Directive => Reproduce each of the following lines verbatim, omitting the pictures from your output.

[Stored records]
— begin —

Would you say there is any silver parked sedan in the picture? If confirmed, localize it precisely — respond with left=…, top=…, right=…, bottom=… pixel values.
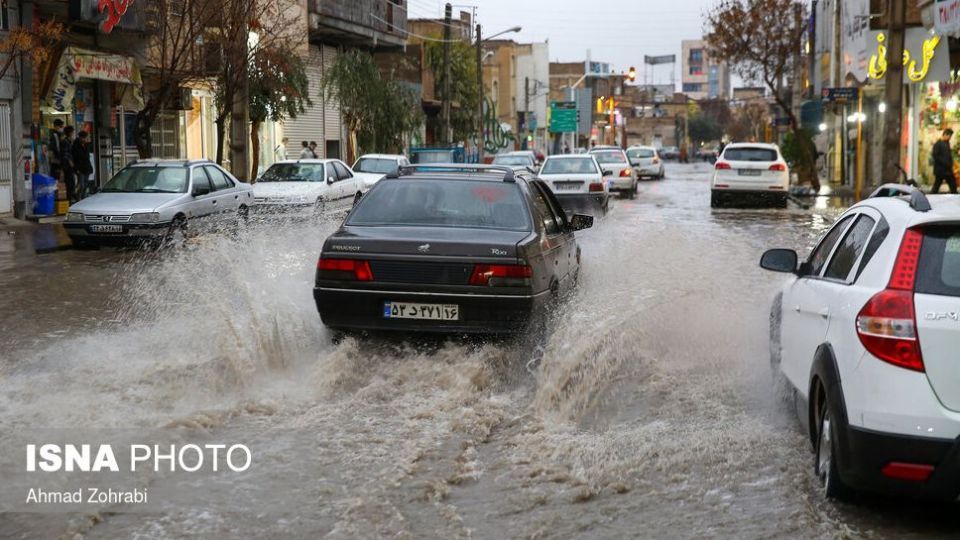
left=64, top=160, right=253, bottom=246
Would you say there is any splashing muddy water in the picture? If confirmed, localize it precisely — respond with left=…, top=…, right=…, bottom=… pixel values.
left=0, top=166, right=957, bottom=538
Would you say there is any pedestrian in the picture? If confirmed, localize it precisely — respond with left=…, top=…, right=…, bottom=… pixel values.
left=47, top=118, right=63, bottom=181
left=60, top=126, right=79, bottom=204
left=73, top=131, right=97, bottom=199
left=931, top=128, right=957, bottom=193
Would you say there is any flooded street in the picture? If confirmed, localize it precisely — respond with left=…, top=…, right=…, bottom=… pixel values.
left=0, top=164, right=960, bottom=538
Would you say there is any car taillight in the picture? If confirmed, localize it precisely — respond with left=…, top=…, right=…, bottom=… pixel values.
left=317, top=258, right=373, bottom=281
left=470, top=264, right=533, bottom=287
left=857, top=229, right=924, bottom=371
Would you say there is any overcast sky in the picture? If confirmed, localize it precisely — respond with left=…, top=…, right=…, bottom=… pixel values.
left=408, top=0, right=717, bottom=84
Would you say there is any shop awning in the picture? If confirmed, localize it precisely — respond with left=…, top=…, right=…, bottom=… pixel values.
left=48, top=47, right=144, bottom=111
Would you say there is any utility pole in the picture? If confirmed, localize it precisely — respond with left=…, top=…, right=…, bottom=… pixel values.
left=880, top=0, right=907, bottom=188
left=441, top=4, right=453, bottom=145
left=477, top=24, right=485, bottom=164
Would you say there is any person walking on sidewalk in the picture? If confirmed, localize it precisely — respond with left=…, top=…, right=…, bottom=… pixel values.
left=931, top=128, right=957, bottom=193
left=60, top=126, right=79, bottom=204
left=73, top=131, right=97, bottom=199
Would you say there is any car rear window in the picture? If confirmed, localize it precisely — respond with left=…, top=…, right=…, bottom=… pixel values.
left=627, top=148, right=653, bottom=159
left=540, top=157, right=597, bottom=174
left=591, top=150, right=627, bottom=163
left=916, top=225, right=960, bottom=296
left=347, top=179, right=532, bottom=231
left=723, top=146, right=777, bottom=161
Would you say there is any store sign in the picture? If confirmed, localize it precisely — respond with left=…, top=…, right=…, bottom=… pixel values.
left=933, top=0, right=960, bottom=35
left=868, top=28, right=950, bottom=84
left=50, top=47, right=143, bottom=112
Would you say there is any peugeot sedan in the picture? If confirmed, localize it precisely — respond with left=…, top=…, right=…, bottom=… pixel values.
left=64, top=160, right=253, bottom=247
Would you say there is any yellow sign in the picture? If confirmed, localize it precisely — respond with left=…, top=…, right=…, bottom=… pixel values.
left=867, top=33, right=940, bottom=82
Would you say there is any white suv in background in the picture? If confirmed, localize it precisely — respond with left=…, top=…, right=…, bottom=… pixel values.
left=710, top=143, right=790, bottom=208
left=760, top=184, right=960, bottom=500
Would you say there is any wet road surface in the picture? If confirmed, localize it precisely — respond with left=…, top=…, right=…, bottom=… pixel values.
left=0, top=165, right=960, bottom=538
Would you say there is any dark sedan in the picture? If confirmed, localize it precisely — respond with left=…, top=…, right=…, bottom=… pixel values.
left=314, top=165, right=593, bottom=334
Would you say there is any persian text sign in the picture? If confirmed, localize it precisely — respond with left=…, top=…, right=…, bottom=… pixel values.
left=933, top=0, right=960, bottom=35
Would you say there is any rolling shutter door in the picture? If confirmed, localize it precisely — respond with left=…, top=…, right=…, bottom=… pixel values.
left=283, top=45, right=324, bottom=159
left=323, top=45, right=341, bottom=141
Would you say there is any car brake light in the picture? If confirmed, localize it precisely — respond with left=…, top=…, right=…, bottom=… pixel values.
left=857, top=229, right=924, bottom=372
left=317, top=258, right=373, bottom=281
left=470, top=264, right=533, bottom=286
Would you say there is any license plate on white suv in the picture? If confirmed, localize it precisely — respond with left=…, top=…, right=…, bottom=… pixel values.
left=383, top=302, right=460, bottom=321
left=90, top=225, right=123, bottom=233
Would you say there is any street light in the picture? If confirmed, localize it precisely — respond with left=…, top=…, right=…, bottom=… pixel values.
left=477, top=24, right=523, bottom=163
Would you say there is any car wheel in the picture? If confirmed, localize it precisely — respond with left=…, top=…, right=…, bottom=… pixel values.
left=814, top=392, right=849, bottom=500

— end —

Exercise solution =>
Would you say there is any silver parked sedan in the picture? If confirmed, localize it precisely — respond with left=…, top=…, right=…, bottom=… pixel values.
left=64, top=160, right=253, bottom=246
Would you say there is any splashing muddy water in the picture? If confirmed, localize it precisely — respond with left=…, top=…, right=…, bottom=… pixel values.
left=0, top=166, right=957, bottom=538
Would you say there is any pedestrian in the picture? If confirmed, localize it precisely — respond with left=…, top=…, right=…, bottom=… pixel values.
left=47, top=118, right=63, bottom=181
left=60, top=126, right=79, bottom=204
left=73, top=131, right=97, bottom=199
left=931, top=128, right=957, bottom=193
Would you say there is any flooded street in the picture? If confirmed, localize it precisely — respond with left=…, top=…, right=…, bottom=… pixel values.
left=0, top=164, right=960, bottom=538
Would you say there is any car taillight in the picture? If confirmed, localize it precisely — respond with left=…, top=…, right=…, bottom=… pixel values.
left=317, top=258, right=373, bottom=281
left=470, top=264, right=533, bottom=287
left=857, top=229, right=924, bottom=371
Would you say there is any overcast sky in the picture? If confirmed, localize it precisely — respond with left=…, top=…, right=…, bottom=… pixel values.
left=408, top=0, right=717, bottom=84
Would you say there is any shop awning in the picture? If confirmed, localize it precisely — respond with left=…, top=…, right=…, bottom=… pixel values.
left=48, top=47, right=144, bottom=111
Would you say there is any utility pole in the picture? If confirmed, localize it precisely — respond with left=…, top=…, right=…, bottom=… pixel values.
left=880, top=0, right=907, bottom=188
left=441, top=4, right=453, bottom=145
left=477, top=24, right=485, bottom=164
Would you say there is any person walking on sidewalk in the picture? If confirmed, localize it precisely — respond with left=…, top=…, right=…, bottom=… pixel values.
left=931, top=128, right=957, bottom=193
left=60, top=126, right=79, bottom=204
left=73, top=131, right=97, bottom=199
Would you say there is any car rear window in the picture? If confirmed, localize it precisely — respond with left=…, top=…, right=…, bottom=… pixel values.
left=627, top=148, right=653, bottom=159
left=540, top=157, right=597, bottom=174
left=591, top=150, right=627, bottom=163
left=916, top=225, right=960, bottom=296
left=347, top=179, right=532, bottom=231
left=723, top=146, right=777, bottom=161
Would you say there is any store sign in the picture? If confirmed, localize it precisely — respond with left=…, top=…, right=…, bottom=… pixel values.
left=933, top=0, right=960, bottom=35
left=868, top=28, right=950, bottom=84
left=50, top=47, right=143, bottom=112
Would you say there is any peugeot sedan in the picture? If confirmed, localize it precisely — respond with left=…, top=…, right=…, bottom=… pixel values.
left=64, top=160, right=253, bottom=247
Would you say there is any yellow sign in the picture? If confirmed, localize it precisely — respond with left=…, top=…, right=…, bottom=… pixel values.
left=867, top=33, right=940, bottom=82
Would you say there is any white suv in background in the picture? If confirmed, localize it precisely — respond with left=…, top=…, right=…, bottom=… pixel values.
left=710, top=143, right=790, bottom=208
left=760, top=184, right=960, bottom=500
Would you say there is any wet road surface in the picture? If confirmed, localize it precisely — respond with left=…, top=…, right=…, bottom=… pixel values.
left=0, top=165, right=960, bottom=538
Would you say there is any dark sedan in the picture? If confirmed, localize it precisely — respond with left=…, top=…, right=…, bottom=… pixel values.
left=314, top=165, right=593, bottom=334
Would you say there is any persian text sign in the picture? If confirmed, localize it precisely — respond with left=…, top=…, right=…, bottom=… pixel values.
left=933, top=0, right=960, bottom=35
Would you say there is any rolling shutter door in the picture? If confirmed, localize it precisely — respond with left=…, top=…, right=…, bottom=… pixel values.
left=283, top=45, right=324, bottom=159
left=323, top=45, right=341, bottom=141
Would you say there is any car brake light in the picture? If confirmed, localize it precisely — respond with left=…, top=…, right=…, bottom=… pixel values.
left=857, top=229, right=924, bottom=372
left=317, top=258, right=373, bottom=281
left=470, top=264, right=533, bottom=286
Would you say there is any license plate on white suv in the picture? If confirmed, localize it precisely — respond with left=…, top=…, right=…, bottom=… pixel values.
left=383, top=302, right=460, bottom=321
left=90, top=225, right=123, bottom=233
Would you say there is any street light in the picture? If confirmed, localize it precisely — respond with left=…, top=…, right=…, bottom=… pixel values.
left=477, top=24, right=523, bottom=163
Would you say there is any car wheel in the picture? If confirmed, localize it precisely — respond with left=…, top=…, right=…, bottom=… pixel values.
left=814, top=392, right=849, bottom=500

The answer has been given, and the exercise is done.